> _Your goal_:
From the article about Jordan Burroughs wrestling in Iran, copy word for word the part that starts with "The tournament is" and ends after "it is winning.".
====== Selected passage
— -- There is no place five-time world champion Jordan Burroughs enjoys competing more than wrestling-crazed Iran. The passion of the fans and level of competition is unmatched anywhere in the world. So you can imagine his concern this weekend when the Iranian Foreign Ministry responded to Donald Trump's immigration ban by saying it would not allow to Americans to enter Iran indefinitely.
Burroughs and a handful of other Americans are scheduled to leave Feb. 8 for a World Cup tournament in Kermanshah, Iran.
"All of the sudden it became this overnight thing," Burroughs said. "Here is this country that has been so instrumental to the culture and sport of wrestling. They are the greatest fans in the world. You just hope because of politics they don't say, 'Sorry, but this time the show is going to go on without you.'"
At least for now, that doesn't appear to be the case. Travel arrangements have already been booked and the visa and qualification process is complete, Burroughs said. On Monday, USA Wrestling president Rich Bender assured them the trip would happen as planned, the 16th time U.S. wrestlers will compete in Iran since 1998, when the U.S. freestyle team was the first American sports team to do so.
"This tour continues a long history of goodwill and cooperation between the United States and Iran through wrestling, which is an impressive example of diplomacy between the people of these nations through sport," Bender said in a statement. "This is an important international competition, and we look forward to competing against the World's best wrestling teams."
The tournament is of heightened importance to Burroughs, the big gold-medal favorite who disappointed last summer in Rio when he failed to medal. The World Cup will mark Burroughs' first major international tournament since the Olympics. Though he admitted there could be added anxiety in Iran given the current political climate, he reiterated Bender's suggestion that the visit is as much about diplomacy as it is winning.
"Sports is one of the few institutions that transcends race, religion, culture and government," Burroughs said. "For me, making America great again starts internally with how you deal with the people around you. At the same time, of course you think, 'what if they want to retaliate? Here's a plane with 25 Americans landing in Tehran. That's a scary place to be. [President Trump] doesn't have to be there. He's making these decisions from his office while we will be in an arena with 13,000 Iranian fans. But you just try to be as diplomatic and respectful as possible regardless of what you believe or our government's decisions. You try to show that it's character that matters most."
============
====== Information given
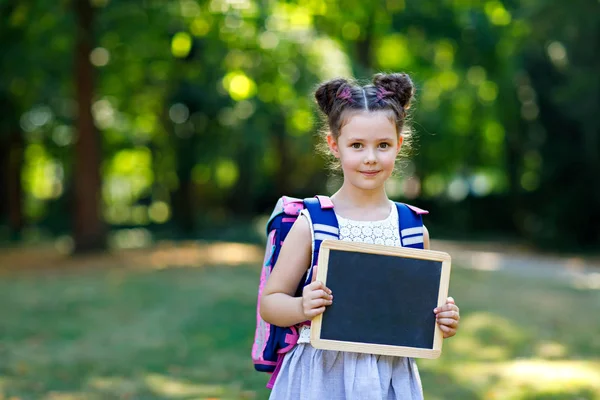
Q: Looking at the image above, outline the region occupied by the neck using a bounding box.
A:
[331,182,389,208]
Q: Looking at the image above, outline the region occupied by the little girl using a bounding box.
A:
[260,74,460,400]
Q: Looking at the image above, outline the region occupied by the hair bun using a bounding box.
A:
[315,78,350,115]
[373,73,415,108]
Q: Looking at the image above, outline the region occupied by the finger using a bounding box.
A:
[434,304,458,314]
[310,298,333,309]
[307,289,333,300]
[306,281,331,294]
[440,325,456,339]
[306,307,325,319]
[436,311,460,321]
[437,318,458,329]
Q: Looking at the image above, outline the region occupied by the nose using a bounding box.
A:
[364,149,377,164]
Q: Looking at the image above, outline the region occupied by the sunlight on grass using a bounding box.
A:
[145,374,225,397]
[87,377,142,396]
[43,392,101,400]
[448,312,527,361]
[452,359,600,399]
[0,242,600,400]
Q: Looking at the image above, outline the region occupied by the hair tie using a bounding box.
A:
[337,86,354,103]
[377,86,394,100]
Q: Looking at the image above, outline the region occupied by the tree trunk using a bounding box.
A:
[356,7,377,76]
[6,130,24,239]
[73,0,106,252]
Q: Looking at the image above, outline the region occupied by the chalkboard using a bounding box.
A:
[311,240,450,358]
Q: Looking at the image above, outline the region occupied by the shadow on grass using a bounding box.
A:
[0,244,600,400]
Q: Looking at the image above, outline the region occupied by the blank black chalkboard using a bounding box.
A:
[311,241,450,358]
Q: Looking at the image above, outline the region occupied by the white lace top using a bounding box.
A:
[336,203,400,246]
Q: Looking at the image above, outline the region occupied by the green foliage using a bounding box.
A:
[0,0,600,248]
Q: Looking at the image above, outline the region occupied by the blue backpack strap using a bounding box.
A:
[396,203,429,249]
[302,196,340,286]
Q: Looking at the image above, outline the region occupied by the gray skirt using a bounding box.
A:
[269,343,423,400]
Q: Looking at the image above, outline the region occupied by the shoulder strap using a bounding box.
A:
[396,203,429,249]
[304,196,340,282]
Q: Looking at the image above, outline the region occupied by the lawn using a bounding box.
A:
[0,242,600,400]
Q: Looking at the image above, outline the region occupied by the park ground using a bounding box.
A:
[0,242,600,400]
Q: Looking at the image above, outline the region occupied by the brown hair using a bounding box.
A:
[315,73,415,170]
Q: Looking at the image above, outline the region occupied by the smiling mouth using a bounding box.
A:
[360,171,381,176]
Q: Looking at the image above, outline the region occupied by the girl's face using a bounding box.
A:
[327,111,402,190]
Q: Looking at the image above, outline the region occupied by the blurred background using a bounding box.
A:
[0,0,600,400]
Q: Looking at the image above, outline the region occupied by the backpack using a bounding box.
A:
[252,196,428,388]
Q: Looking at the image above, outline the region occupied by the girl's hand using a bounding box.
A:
[302,281,333,320]
[433,297,460,339]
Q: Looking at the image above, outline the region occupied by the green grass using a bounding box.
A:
[0,258,600,400]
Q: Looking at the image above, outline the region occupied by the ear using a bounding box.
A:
[327,133,340,158]
[396,135,404,155]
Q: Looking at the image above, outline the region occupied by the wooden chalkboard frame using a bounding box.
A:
[310,240,451,359]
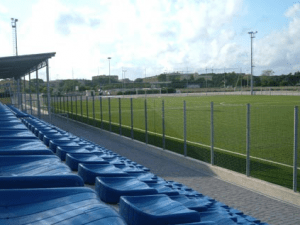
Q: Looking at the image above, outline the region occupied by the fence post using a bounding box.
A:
[130,98,133,139]
[161,100,166,149]
[293,106,298,192]
[59,96,62,113]
[63,96,66,114]
[100,97,103,129]
[119,98,122,135]
[183,100,187,156]
[71,96,73,118]
[145,99,148,144]
[93,95,96,126]
[67,96,70,115]
[80,95,83,122]
[75,95,78,120]
[210,102,215,165]
[108,98,111,132]
[85,96,89,124]
[246,104,250,177]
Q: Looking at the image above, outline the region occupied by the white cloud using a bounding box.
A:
[284,3,300,17]
[254,4,300,73]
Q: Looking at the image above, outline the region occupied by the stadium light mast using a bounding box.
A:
[107,57,111,84]
[248,31,257,95]
[11,18,18,56]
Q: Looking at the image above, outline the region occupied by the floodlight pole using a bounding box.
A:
[122,70,127,97]
[11,18,18,56]
[248,31,257,95]
[107,57,111,84]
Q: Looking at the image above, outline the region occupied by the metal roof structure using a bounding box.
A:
[0,52,56,79]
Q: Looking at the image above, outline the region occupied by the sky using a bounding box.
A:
[0,0,300,80]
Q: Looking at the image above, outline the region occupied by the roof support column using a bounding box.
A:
[28,72,32,115]
[17,78,22,110]
[24,76,27,113]
[46,59,52,123]
[35,67,41,119]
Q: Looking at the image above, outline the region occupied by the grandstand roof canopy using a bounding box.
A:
[0,52,56,79]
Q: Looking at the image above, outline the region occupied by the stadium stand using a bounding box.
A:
[0,105,266,225]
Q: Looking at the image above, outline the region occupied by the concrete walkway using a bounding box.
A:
[48,114,300,225]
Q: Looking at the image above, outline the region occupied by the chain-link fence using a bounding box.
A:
[45,96,300,190]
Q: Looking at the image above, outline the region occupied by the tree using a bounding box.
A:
[261,70,274,76]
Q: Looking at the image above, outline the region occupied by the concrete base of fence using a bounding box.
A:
[52,113,300,206]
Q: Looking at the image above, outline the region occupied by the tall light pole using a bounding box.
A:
[122,69,127,95]
[11,18,18,56]
[248,31,257,95]
[107,57,111,84]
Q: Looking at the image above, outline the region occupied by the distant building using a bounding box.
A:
[92,75,119,81]
[120,78,133,83]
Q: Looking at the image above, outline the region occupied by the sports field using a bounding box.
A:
[56,95,300,190]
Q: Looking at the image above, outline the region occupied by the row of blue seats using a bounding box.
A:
[0,104,126,225]
[19,106,266,225]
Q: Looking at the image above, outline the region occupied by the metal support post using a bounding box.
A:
[93,95,96,126]
[63,96,66,114]
[23,76,27,113]
[100,97,103,129]
[246,104,250,177]
[210,102,215,165]
[108,98,111,132]
[85,96,89,124]
[145,99,148,144]
[119,98,122,135]
[80,95,83,122]
[183,101,187,156]
[67,96,70,115]
[17,78,22,110]
[35,67,41,119]
[59,96,62,113]
[29,73,32,115]
[46,59,52,123]
[161,100,166,149]
[130,98,133,139]
[293,106,298,192]
[71,96,73,117]
[75,95,78,120]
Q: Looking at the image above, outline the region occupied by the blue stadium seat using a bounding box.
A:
[170,195,213,212]
[0,128,37,139]
[95,177,157,204]
[0,187,126,225]
[0,155,71,176]
[78,163,129,184]
[119,195,200,225]
[66,152,109,171]
[147,182,179,196]
[0,174,84,189]
[56,146,101,161]
[49,139,80,152]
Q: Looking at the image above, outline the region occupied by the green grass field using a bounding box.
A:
[55,96,300,192]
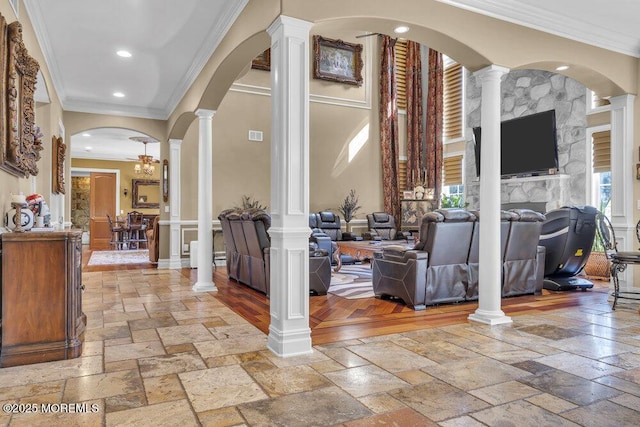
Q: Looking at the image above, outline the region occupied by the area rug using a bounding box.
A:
[87,249,149,265]
[328,264,375,299]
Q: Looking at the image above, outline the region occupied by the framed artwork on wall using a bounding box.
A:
[51,136,67,194]
[162,159,169,202]
[9,0,20,19]
[131,179,160,209]
[313,36,363,86]
[251,48,271,71]
[0,16,43,178]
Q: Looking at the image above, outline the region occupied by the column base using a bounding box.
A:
[467,309,513,326]
[267,324,313,357]
[191,282,218,292]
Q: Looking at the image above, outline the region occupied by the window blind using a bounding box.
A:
[591,130,611,173]
[398,160,409,191]
[394,39,407,110]
[442,155,462,187]
[442,61,462,142]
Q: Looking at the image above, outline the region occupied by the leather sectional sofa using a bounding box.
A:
[218,209,331,296]
[372,209,545,310]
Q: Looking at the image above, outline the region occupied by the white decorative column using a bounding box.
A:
[469,65,511,325]
[609,94,638,291]
[267,16,312,357]
[192,109,218,292]
[168,139,182,269]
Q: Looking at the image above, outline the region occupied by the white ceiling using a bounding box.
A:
[20,0,640,159]
[437,0,640,60]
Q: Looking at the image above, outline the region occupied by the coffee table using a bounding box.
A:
[333,240,414,272]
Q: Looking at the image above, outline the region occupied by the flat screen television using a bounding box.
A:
[473,110,558,178]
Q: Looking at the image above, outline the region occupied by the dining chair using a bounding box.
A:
[107,214,128,250]
[127,211,147,249]
[596,211,640,310]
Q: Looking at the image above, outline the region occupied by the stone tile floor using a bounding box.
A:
[0,270,640,427]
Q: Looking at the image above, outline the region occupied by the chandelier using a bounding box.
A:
[130,136,158,175]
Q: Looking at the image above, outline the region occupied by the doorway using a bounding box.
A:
[71,168,120,250]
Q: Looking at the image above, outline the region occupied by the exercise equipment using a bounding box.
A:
[539,206,598,291]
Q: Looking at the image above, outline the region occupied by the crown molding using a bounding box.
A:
[63,99,167,120]
[437,0,640,58]
[24,0,249,120]
[164,0,249,119]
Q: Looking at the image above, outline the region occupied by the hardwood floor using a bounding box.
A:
[82,245,156,272]
[83,249,609,345]
[189,260,608,345]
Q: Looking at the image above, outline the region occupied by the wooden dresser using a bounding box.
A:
[0,229,87,367]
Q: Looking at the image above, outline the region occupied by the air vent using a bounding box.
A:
[249,130,262,141]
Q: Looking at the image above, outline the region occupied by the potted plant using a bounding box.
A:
[338,189,361,233]
[440,194,468,208]
[235,195,269,211]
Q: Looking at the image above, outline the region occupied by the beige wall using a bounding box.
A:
[181,31,382,219]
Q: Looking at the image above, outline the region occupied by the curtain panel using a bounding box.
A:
[406,41,425,189]
[379,35,401,224]
[425,49,444,200]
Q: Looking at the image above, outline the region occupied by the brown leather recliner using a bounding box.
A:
[467,211,518,300]
[218,209,331,296]
[362,212,407,240]
[502,209,546,297]
[145,216,160,264]
[372,209,476,310]
[218,209,240,280]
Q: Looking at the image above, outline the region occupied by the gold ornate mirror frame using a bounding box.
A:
[0,16,43,178]
[51,136,67,194]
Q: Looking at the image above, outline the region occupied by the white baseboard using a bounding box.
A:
[158,258,227,270]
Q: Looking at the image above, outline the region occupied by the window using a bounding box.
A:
[442,56,464,143]
[442,154,464,201]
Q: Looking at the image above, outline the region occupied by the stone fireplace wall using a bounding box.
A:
============
> _The completed task_:
The tournament is of heightened importance to Burroughs, the big gold-medal favorite who disappointed last summer in Rio when he failed to medal. The World Cup will mark Burroughs' first major international tournament since the Olympics. Though he admitted there could be added anxiety in Iran given the current political climate, he reiterated Bender's suggestion that the visit is as much about diplomacy as it is winning.